Can you duplicate, character for character, the lines of the data below, from the line containing "Thanks for the photo. Could you please mark the black" through the end of the data, inclusive?

[Start SUPPLIED DATA]

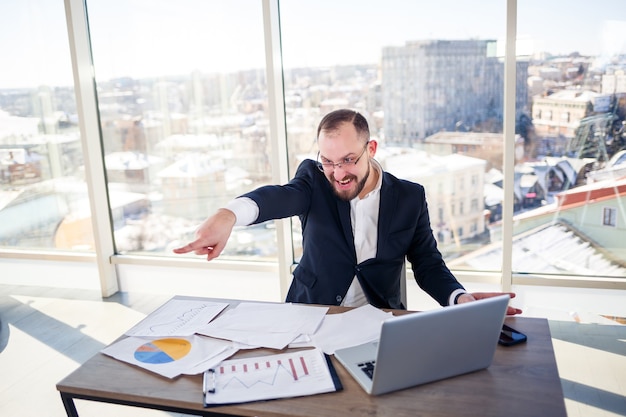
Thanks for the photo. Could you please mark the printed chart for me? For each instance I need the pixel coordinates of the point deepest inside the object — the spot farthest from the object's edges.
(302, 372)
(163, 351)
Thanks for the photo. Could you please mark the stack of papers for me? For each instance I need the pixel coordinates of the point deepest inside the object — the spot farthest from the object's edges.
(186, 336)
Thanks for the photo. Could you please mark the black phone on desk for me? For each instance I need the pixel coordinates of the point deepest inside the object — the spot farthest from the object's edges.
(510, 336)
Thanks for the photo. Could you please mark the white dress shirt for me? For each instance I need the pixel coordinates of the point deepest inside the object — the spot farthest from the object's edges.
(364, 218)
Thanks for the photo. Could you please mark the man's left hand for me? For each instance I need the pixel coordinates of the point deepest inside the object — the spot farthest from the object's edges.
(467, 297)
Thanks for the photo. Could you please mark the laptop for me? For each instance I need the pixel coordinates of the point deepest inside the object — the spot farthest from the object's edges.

[End SUPPLIED DATA]

▶ TASK ANSWER
Thanks for the photo. Could you please mark the black phone on desk for me? For each instance I need the pixel coordinates of the point deepest inside the object — the spot farthest from the object's edges.
(510, 336)
Thanks for the photo. Could you please mark the white dress shirt for me? For each instance I need the pixel coordinates of the point deepest inside the object — the spot farthest from the object's edges.
(364, 218)
Thanks for the photo. Could you please mark the man's left hand for me? For each instance I need the pixel coordinates of the point deepest inside the object — the spot farthest from the object's edges.
(467, 297)
Thanks for the photo. Could you please mark the laptop for me? For each instance I need the pixel coordinates of the point deepest inside the object — the spot farthest from the object's edges.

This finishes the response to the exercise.